==== Source data

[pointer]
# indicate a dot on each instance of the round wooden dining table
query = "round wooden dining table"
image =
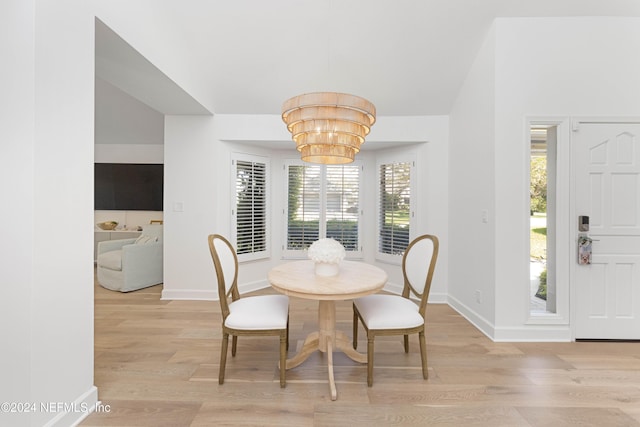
(354, 279)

========

◆ Problem details: The entries are to be transcribed word for word, without their images.

◆ Written answer:
[pointer]
# indicate a dot on each instance of the round wooden dining table
query = "round wooden dining table"
image =
(354, 279)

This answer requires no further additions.